**Assignment**
Check each line below for the word "field" and give the number of lines that have it, nothing more.

Information shown Block Start

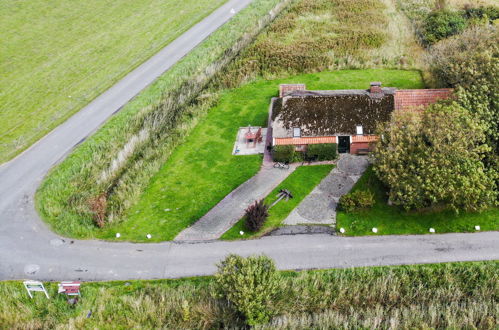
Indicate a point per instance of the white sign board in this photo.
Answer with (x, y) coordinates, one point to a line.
(35, 286)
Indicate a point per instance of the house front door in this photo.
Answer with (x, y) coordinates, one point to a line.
(343, 144)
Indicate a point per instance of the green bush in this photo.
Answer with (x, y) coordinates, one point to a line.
(442, 24)
(255, 215)
(250, 285)
(359, 199)
(325, 151)
(283, 154)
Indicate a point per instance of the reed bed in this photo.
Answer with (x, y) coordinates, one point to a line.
(454, 295)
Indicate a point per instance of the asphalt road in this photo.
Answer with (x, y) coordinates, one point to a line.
(28, 249)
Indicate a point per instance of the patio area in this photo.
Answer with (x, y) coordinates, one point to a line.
(250, 141)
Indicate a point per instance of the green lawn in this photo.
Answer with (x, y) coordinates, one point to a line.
(448, 295)
(394, 220)
(202, 171)
(57, 56)
(301, 182)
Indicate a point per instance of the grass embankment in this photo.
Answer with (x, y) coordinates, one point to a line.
(395, 220)
(56, 58)
(118, 161)
(116, 165)
(202, 171)
(454, 295)
(301, 182)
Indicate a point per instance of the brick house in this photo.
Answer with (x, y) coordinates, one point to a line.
(346, 117)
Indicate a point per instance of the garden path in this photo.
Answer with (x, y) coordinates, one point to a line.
(319, 207)
(229, 210)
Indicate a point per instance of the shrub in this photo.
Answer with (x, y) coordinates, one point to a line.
(325, 151)
(359, 199)
(283, 154)
(435, 158)
(442, 24)
(250, 285)
(256, 214)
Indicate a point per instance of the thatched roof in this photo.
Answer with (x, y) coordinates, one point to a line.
(320, 113)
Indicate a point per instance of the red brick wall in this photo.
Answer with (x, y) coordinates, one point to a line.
(409, 99)
(354, 146)
(286, 88)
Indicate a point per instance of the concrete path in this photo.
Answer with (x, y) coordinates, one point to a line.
(319, 207)
(226, 213)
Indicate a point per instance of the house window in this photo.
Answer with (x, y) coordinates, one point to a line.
(296, 132)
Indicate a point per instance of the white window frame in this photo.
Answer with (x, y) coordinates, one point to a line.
(296, 132)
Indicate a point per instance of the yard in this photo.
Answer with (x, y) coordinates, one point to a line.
(202, 171)
(56, 57)
(394, 220)
(300, 183)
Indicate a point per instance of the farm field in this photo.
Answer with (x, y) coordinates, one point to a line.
(452, 295)
(56, 57)
(394, 220)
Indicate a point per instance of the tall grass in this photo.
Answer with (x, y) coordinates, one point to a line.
(118, 161)
(456, 295)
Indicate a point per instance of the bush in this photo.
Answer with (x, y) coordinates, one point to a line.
(325, 151)
(359, 199)
(250, 285)
(434, 158)
(283, 154)
(442, 24)
(256, 214)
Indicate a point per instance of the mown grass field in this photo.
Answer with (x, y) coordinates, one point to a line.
(300, 183)
(454, 295)
(202, 171)
(117, 164)
(56, 57)
(395, 220)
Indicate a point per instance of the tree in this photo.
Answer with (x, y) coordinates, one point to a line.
(249, 285)
(434, 157)
(470, 63)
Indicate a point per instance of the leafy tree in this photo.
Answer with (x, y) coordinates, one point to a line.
(470, 63)
(250, 285)
(434, 157)
(441, 24)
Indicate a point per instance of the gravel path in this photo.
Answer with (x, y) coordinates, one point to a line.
(319, 207)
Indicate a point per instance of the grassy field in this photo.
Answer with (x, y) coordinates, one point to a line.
(116, 166)
(57, 57)
(201, 171)
(301, 182)
(112, 162)
(455, 295)
(317, 35)
(394, 220)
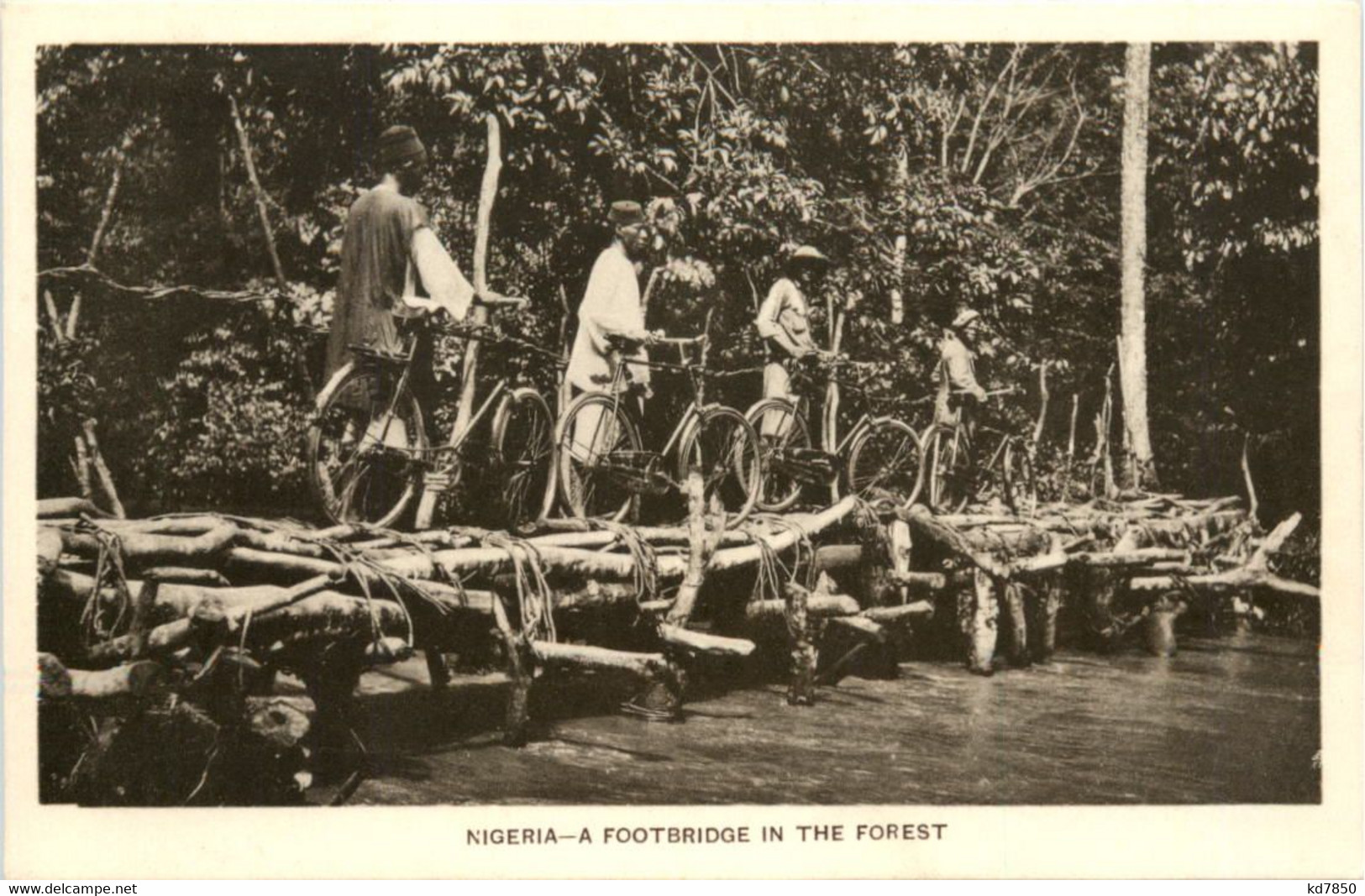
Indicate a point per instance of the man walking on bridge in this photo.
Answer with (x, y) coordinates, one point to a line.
(958, 391)
(386, 251)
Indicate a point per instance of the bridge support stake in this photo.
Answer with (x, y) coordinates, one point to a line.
(520, 671)
(804, 656)
(982, 618)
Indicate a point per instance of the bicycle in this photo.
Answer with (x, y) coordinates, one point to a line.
(879, 454)
(369, 454)
(602, 468)
(954, 479)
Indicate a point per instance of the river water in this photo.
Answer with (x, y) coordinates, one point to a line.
(1227, 720)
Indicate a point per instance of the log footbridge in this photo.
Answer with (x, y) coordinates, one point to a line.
(198, 611)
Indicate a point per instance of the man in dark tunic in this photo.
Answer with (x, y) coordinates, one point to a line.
(388, 249)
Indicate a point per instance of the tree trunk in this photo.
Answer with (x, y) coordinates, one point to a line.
(1135, 257)
(480, 314)
(902, 179)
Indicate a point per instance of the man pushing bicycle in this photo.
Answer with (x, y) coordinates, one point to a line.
(958, 393)
(388, 251)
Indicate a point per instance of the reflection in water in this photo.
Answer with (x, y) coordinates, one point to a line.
(1231, 720)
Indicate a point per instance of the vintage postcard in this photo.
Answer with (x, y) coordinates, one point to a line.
(681, 441)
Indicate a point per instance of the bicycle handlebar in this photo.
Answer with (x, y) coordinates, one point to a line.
(495, 301)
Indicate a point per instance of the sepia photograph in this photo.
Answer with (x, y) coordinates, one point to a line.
(742, 423)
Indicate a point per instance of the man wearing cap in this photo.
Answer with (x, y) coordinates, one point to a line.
(611, 312)
(956, 373)
(785, 327)
(389, 249)
(612, 306)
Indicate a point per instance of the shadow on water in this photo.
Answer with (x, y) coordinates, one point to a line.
(1231, 720)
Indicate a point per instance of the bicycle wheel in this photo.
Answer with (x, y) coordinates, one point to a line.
(523, 443)
(1020, 487)
(598, 450)
(781, 430)
(727, 449)
(365, 448)
(948, 461)
(886, 457)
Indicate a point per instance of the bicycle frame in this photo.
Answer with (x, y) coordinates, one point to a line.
(460, 438)
(618, 388)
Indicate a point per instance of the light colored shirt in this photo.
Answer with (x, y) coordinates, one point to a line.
(958, 363)
(611, 307)
(388, 236)
(785, 312)
(440, 275)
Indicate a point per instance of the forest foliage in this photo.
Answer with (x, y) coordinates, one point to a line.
(942, 175)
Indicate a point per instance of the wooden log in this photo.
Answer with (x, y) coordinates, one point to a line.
(923, 521)
(926, 581)
(50, 551)
(600, 659)
(318, 616)
(1053, 559)
(598, 595)
(604, 566)
(187, 576)
(889, 616)
(142, 550)
(1230, 580)
(102, 469)
(229, 621)
(1135, 557)
(50, 507)
(655, 537)
(292, 569)
(520, 659)
(862, 626)
(818, 605)
(174, 599)
(138, 679)
(699, 642)
(829, 557)
(701, 548)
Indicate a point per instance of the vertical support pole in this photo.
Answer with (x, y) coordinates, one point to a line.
(801, 689)
(983, 624)
(480, 315)
(1046, 609)
(520, 668)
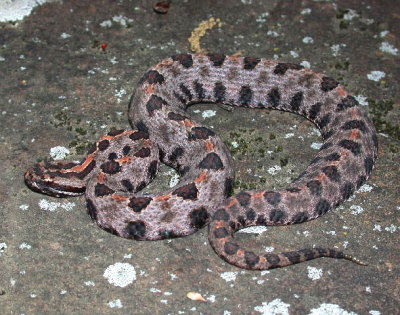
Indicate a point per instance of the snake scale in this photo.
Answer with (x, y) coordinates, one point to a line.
(123, 162)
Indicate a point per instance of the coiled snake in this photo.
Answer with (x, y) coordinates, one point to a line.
(123, 162)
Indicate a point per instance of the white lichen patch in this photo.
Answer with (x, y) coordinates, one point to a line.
(294, 54)
(275, 307)
(377, 227)
(119, 94)
(208, 113)
(25, 246)
(335, 49)
(118, 19)
(90, 284)
(392, 228)
(59, 152)
(365, 188)
(120, 274)
(229, 276)
(314, 273)
(254, 229)
(351, 14)
(115, 304)
(308, 40)
(274, 170)
(24, 207)
(316, 145)
(305, 64)
(356, 210)
(65, 35)
(388, 48)
(362, 100)
(3, 247)
(329, 308)
(376, 75)
(53, 206)
(15, 10)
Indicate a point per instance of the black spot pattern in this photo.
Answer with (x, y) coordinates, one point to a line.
(332, 172)
(221, 233)
(103, 144)
(199, 217)
(228, 187)
(127, 184)
(142, 127)
(261, 220)
(185, 60)
(277, 215)
(143, 152)
(346, 103)
(136, 229)
(231, 248)
(293, 257)
(249, 63)
(328, 84)
(281, 68)
(126, 150)
(296, 101)
(274, 97)
(152, 77)
(293, 189)
(91, 209)
(245, 95)
(200, 133)
(188, 191)
(368, 164)
(152, 170)
(102, 190)
(243, 198)
(219, 92)
(251, 215)
(355, 124)
(198, 88)
(154, 103)
(176, 117)
(216, 59)
(251, 258)
(324, 121)
(112, 156)
(211, 162)
(332, 157)
(221, 215)
(351, 145)
(176, 154)
(273, 198)
(111, 167)
(137, 204)
(139, 135)
(314, 111)
(315, 187)
(186, 91)
(347, 190)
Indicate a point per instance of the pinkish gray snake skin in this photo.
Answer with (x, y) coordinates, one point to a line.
(123, 162)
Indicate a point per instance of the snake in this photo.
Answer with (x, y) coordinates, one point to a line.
(123, 162)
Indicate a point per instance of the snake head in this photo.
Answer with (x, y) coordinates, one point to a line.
(58, 179)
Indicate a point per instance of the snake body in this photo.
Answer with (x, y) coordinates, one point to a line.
(123, 162)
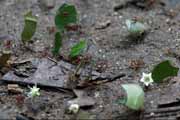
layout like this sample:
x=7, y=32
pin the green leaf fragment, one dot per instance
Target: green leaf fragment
x=66, y=15
x=135, y=96
x=57, y=43
x=164, y=70
x=135, y=28
x=29, y=28
x=77, y=49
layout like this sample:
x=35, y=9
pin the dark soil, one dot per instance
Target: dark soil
x=108, y=45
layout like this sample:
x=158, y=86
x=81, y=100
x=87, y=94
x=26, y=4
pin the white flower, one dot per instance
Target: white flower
x=34, y=91
x=147, y=79
x=74, y=108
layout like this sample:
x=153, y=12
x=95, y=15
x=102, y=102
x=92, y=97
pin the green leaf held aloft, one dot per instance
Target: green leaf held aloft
x=135, y=28
x=29, y=28
x=57, y=43
x=77, y=49
x=164, y=70
x=135, y=96
x=65, y=15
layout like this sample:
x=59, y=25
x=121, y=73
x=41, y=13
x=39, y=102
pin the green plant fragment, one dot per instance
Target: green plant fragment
x=135, y=96
x=135, y=28
x=29, y=28
x=57, y=43
x=164, y=70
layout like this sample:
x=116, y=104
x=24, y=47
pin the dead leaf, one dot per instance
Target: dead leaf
x=82, y=100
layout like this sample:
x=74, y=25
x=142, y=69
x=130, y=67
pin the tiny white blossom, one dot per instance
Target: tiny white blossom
x=74, y=108
x=34, y=91
x=147, y=79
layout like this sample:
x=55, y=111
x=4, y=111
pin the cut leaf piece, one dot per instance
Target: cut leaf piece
x=78, y=48
x=29, y=28
x=66, y=15
x=57, y=43
x=5, y=56
x=135, y=28
x=135, y=96
x=164, y=70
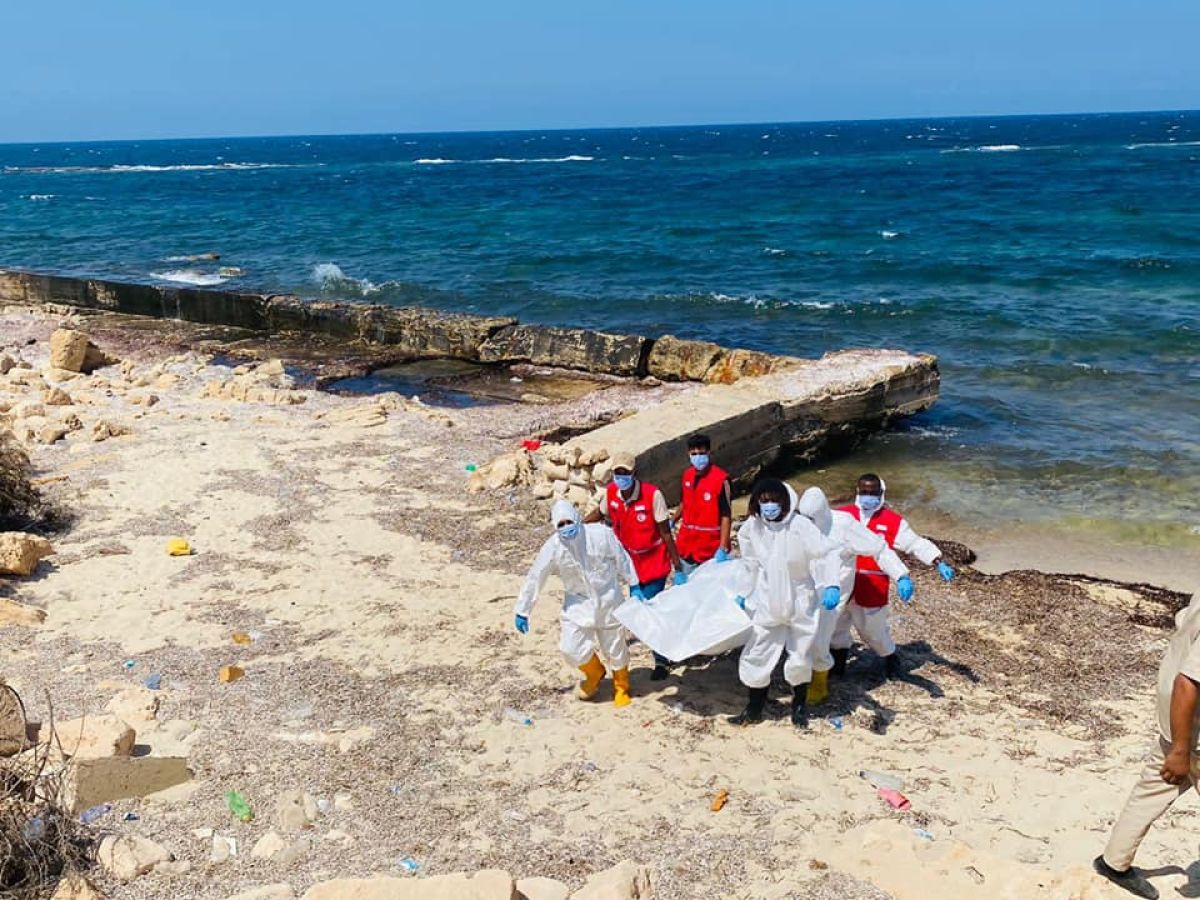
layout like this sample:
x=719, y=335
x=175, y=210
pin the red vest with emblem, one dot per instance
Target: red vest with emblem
x=700, y=526
x=639, y=533
x=871, y=583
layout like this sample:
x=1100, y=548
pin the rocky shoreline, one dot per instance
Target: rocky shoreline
x=339, y=561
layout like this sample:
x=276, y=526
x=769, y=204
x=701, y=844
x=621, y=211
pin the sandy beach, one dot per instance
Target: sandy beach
x=336, y=532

Information shown Block End

**Finished exercise**
3